━━ Texte fourni ━━

By Denyse Beaulieu / Pictures : Vincent Lappartient

Russe. Rousse – « Les vrais anges ont des cheveux orange», bombé en une nuit sur les murs de Paris, c’est elle. Russe, rousse, forcément excessive, avec son nom d’héroïne de Dostoïevski, sa ville natale de Grozny à feu et à sang. « Fire walks with me », l’énigmatique message de la Laura Palmer rêvée par David Lynch, pourrait figurer sur le blason d’Irina Volkonskii. Le feu des cristaux Swarovski qu’elle sème sur des objets détournés pour en faire des bijoux d’une poésie enfantine : « J’étais tellement stressée que j’ai mis du strass partout. » Irina dit « je n’ai jamais été un enfant » -- c’est ce que disent ceux qui n’ont jamais cessé de l’être profondément. Irina ne cesse de nous narrer des contes, chacun de ses bijoux naît d’un conte, elle brûle de les faire connaître, mais comment prendre à part chacun des clients de ses 300 points de vente pour leur souffler, dans son français adorablement chahuté, la façon dont elle a choisi les pièces ? « Chez Irina, on ne choisit pas », avait-elle décrété lorsqu’elle vendait elle-même ses pièces dans sa boutique de la rue Cassette : elle expulsait d’autorité les hommes venus chercher un cadeau pour ressortir avec une pochette-surprise. « Je ne fais que des pièces pour embobiner les hommes », précise la ravageuse, qui conserve encore les mots notés par ces hommes pour décrire les femmes auxquelles ils destinaient les bijoux… « C’était tellement beau que j’étais amoureuse de tous ces hommes. »

━━━
━━ Liste des enregistrements ━━

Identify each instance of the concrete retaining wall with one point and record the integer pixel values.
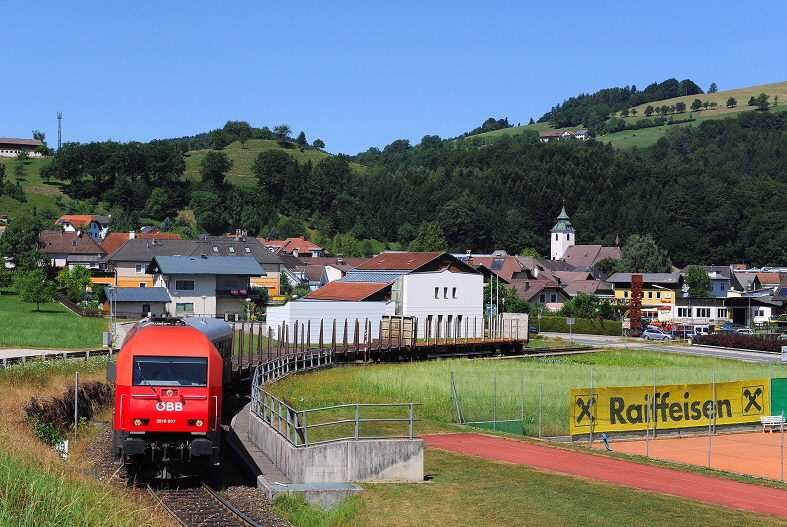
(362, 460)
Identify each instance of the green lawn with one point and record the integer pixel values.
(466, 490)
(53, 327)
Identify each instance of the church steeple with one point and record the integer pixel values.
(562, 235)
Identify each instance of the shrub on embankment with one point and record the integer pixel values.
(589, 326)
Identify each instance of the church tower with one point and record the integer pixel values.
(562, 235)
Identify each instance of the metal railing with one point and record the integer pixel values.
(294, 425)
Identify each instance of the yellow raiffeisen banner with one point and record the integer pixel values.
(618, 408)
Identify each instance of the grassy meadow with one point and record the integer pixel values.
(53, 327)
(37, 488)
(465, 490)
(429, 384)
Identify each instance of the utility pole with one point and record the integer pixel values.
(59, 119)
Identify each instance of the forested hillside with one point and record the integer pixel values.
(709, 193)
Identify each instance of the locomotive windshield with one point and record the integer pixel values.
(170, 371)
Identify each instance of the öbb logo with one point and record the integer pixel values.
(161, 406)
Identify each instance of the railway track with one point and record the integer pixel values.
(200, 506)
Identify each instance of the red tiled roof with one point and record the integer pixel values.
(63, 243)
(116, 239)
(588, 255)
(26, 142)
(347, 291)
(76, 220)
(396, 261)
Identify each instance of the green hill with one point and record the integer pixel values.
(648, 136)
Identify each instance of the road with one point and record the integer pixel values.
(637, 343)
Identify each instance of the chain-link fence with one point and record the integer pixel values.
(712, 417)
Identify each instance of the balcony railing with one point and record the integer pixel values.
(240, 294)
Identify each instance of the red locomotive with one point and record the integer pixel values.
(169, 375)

━━━

▶ **Exercice court 1**:
Selon le portrait d'Irina Volkonskii, dans quelle rue se trouvait la boutique où elle vendait elle-même ses pièces ?
▶ **Exercice court 2**:
Rédigez la suite du portrait d'Irina Volkonskii en reprenant après sa dernière phrase.

▶ **Réponse 1**:
Sa boutique se trouvait rue Cassette.

▶ **Réponse 2**:
Un conte, le premier. La France vient d’être dévastée par la tempête de 1999. Irina traverse les jardins du Luxembourg. Elle et ses amis ramassent les brindilles. Pavées de strass, montées sur broches : « Pour les filles branchées ou pour brancher les filles ». C’est sa première création. Les bracelets-menotte strassés ? Parce qu’elle a entendu un jour, dans un café, un père dire à sa fille « Passe-moi tes petites menottes. » Les oreillettes de téléphone portable à porter en boucles d’oreilles ? Réaction outrée aux goujats d’un dîner, parlant sur leur « mob » plutôt qu’entre eux. Irina recrute une équipe de 60 voleuses d’oreillettes dans divers vestiaires parisiens, elles piquent les objets offensants et captent leurs propriétaires sur Pola. Cela donne la collection « Les filles, ne sortez pas avec les téléphonistes. » Un sifflet strassé ? Parce que « ça me coupe le sifflet ». « Pour une fille qui a du chien » : un toutou mécanique entièrement pavé de strass, à sortir en laisse dans les soirées. Une chaise Starck en plexi pavée de miroirs ? « Pour les hommes aux yeux qui brillent, pour voir sous les jupes des filles. »
Le choc des mots, chaque fois. Irina la polyglotte – elle parle même l’espéranto – prend le français au pied de la lettre pour transformer des objets quotidiens en parures. Une démarche plus proche de celle d’une artiste conceptuelle que d’une simple designer de babioles colorées. Un don de petite fille enchanteresse qui adore savourer des mots acidulés et désuets comme « gourgandine » ou « saperlipopette ». Irina Volkonskii ne cesse de déverser sur le monde, avec une générosité extravagante, les histoires qui naissent sous sa crinière enflammée comme des déclarations d’amour.